EXCERPTED PASSAGE START

No stress fractures of the olecranon have so far been reported in weight lifters, although they have been cited in association with other upper limb dominated sporting events. The explosive force of triceps muscle contraction may be the common causative mechanism.

The intense repetitive stress placed on the elbow, especially the olecranon, may produce physiological and pathological changes in the bone and surrounding soft tissues. This may lead to undisplaced olecranon stress fracture.1 Such stress fractures of the olecranon have been reported in baseball pitchers,2 javelin throwers,3 and gymnasts,4 but not in weight lifters.

The purpose of this report is to present the clinical and radiological features of a stress fracture of the olecranon in a weight lifter, focusing on the probable mechanism of injury and mode of treatment.

Case report

A 20 year old male intercollegiate level weight lifter felt dull aching pain in his left elbow while lifting weights. He continued with his daily activities and weight lifting. Three months after the appearance of the initial discomfort, he felt severe pain in his left elbow, which prevented him from lifting even a small bag. He then sought medical advice. Examination of the left elbow showed tenderness and irregularity at the middle third of the olecranon. Resisted extension produced pain. There was no swelling or crepitus in the joint. Range of movement was normal. There was no evidence of any elbow instability.

A radiograph showed a minimally displaced stress fracture of the mid third of the olecranon. The margins of the fracture were sclerosed (fig 1).

Figure 1

Radiograph of the left elbow showing a minimally displaced stress fracture with sclerosed fracture margins.

EXCERPTED PASSAGE END

_REQUIRED TASKS_
[A] In the olecranon stress fracture report, how old was the injured weight lifter?
[B] Rewrite the paragraph of the olecranon stress fracture report that begins "The intense repetitive stress" as a short bulleted list that keeps its main facts.
[C] In the olecranon stress fracture report, substitute "right elbow" for "left elbow" and write out everything from "Case report" down to "any elbow instability.".

MATERIAL PROVIDED START

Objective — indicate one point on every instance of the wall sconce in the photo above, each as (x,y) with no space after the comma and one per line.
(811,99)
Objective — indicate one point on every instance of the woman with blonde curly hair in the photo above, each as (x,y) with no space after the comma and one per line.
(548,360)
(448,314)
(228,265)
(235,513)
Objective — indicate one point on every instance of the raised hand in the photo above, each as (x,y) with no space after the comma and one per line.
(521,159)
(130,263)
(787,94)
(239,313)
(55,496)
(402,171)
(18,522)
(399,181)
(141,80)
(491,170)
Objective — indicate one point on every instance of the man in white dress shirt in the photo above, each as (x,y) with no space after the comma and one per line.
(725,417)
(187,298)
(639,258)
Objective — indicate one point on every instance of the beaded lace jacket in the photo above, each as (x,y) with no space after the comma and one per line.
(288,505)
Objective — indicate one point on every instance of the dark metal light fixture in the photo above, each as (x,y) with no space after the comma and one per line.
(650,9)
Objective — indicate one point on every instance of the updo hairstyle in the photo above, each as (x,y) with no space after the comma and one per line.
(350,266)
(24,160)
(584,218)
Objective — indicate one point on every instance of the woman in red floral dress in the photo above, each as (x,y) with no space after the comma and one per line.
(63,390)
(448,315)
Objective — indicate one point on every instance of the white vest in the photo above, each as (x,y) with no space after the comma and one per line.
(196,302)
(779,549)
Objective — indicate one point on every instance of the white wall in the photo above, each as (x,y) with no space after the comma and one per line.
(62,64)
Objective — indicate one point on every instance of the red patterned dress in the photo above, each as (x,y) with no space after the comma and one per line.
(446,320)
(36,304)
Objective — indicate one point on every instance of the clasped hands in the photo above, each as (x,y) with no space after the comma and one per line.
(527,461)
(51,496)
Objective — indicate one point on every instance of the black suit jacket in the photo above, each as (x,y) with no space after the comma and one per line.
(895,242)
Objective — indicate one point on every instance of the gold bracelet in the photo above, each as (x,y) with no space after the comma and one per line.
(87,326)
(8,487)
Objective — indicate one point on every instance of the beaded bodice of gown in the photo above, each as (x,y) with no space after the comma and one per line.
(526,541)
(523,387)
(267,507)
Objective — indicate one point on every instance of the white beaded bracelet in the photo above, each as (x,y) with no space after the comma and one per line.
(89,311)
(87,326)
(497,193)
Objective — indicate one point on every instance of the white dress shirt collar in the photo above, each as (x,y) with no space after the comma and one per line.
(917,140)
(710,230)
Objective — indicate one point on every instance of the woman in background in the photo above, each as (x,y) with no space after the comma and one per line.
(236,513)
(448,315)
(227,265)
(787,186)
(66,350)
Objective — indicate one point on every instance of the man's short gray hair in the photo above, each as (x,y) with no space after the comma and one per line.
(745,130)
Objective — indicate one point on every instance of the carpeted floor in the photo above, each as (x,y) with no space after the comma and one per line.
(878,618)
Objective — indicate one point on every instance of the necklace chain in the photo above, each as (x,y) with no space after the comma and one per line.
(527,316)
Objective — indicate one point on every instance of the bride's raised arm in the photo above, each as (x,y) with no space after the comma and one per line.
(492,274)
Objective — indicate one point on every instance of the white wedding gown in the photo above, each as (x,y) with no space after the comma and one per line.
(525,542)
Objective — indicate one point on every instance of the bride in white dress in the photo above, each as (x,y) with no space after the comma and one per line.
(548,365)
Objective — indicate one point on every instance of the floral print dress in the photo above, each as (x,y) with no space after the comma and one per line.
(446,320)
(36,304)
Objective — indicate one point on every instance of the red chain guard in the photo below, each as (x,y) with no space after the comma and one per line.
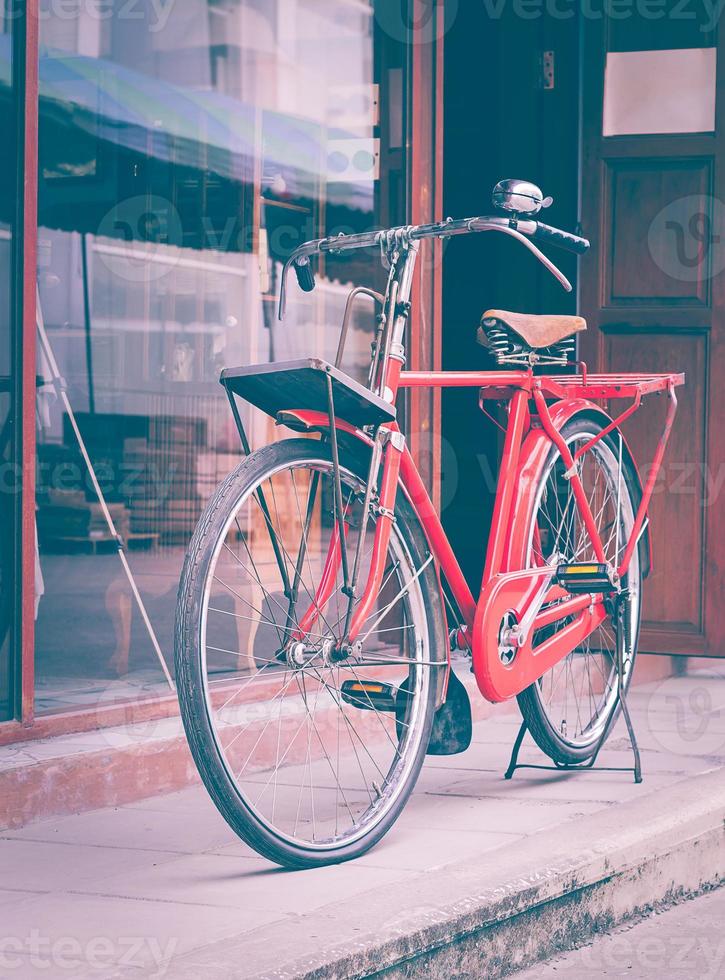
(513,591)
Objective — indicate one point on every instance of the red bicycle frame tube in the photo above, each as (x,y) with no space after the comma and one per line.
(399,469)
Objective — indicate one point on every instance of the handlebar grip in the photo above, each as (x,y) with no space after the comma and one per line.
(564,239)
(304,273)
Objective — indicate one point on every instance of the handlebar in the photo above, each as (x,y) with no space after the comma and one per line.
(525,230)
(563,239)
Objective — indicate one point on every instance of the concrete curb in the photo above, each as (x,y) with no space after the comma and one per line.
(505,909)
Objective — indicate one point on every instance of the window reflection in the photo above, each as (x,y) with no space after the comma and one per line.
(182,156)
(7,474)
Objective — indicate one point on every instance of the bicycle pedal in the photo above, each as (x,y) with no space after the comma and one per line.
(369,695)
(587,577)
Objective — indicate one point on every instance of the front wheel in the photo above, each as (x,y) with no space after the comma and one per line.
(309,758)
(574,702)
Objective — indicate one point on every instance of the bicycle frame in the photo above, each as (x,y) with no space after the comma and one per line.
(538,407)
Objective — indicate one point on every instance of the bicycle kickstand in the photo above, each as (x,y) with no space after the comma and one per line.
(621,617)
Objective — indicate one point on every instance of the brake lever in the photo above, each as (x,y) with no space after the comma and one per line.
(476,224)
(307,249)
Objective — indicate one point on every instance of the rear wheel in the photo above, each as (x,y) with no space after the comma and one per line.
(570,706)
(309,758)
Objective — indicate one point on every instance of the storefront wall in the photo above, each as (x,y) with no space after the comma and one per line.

MATERIAL PROVIDED END
MATERIAL PROVIDED START

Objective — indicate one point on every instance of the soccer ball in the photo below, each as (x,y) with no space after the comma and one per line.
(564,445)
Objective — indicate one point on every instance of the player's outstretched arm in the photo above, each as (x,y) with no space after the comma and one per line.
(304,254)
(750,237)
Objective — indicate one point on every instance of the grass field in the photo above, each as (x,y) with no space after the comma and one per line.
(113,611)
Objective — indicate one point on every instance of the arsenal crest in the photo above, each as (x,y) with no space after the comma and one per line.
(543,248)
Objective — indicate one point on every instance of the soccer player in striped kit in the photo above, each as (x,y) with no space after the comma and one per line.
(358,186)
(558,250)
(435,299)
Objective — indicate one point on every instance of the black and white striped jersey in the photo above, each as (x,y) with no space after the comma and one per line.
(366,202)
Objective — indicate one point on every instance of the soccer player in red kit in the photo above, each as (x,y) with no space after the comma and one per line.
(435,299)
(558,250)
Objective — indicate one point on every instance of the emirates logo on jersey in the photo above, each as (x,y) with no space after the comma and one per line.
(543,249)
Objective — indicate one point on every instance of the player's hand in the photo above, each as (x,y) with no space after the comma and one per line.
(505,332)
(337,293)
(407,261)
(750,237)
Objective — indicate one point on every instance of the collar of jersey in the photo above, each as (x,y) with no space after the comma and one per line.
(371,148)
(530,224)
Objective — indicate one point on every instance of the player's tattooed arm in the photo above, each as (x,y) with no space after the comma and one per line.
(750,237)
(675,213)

MATERIAL PROVIDED END

_ANSWERS BY TASK_
[A] He was 20 years old.

[B]
- Intense repetitive stress on the elbow, especially the olecranon, may cause physiological and pathological changes in the bone and surrounding soft tissues.
- This may lead to an undisplaced olecranon stress fracture.
- Such fractures have been reported in baseball pitchers, javelin throwers, and gymnasts, but not in weight lifters.

[C]
Case report

A 20 year old male intercollegiate level weight lifter felt dull aching pain in his right elbow while lifting weights. He continued with his daily activities and weight lifting. Three months after the appearance of the initial discomfort, he felt severe pain in his right elbow, which prevented him from lifting even a small bag. He then sought medical advice. Examination of the right elbow showed tenderness and irregularity at the middle third of the olecranon. Resisted extension produced pain. There was no swelling or crepitus in the joint. Range of movement was normal. There was no evidence of any elbow instability.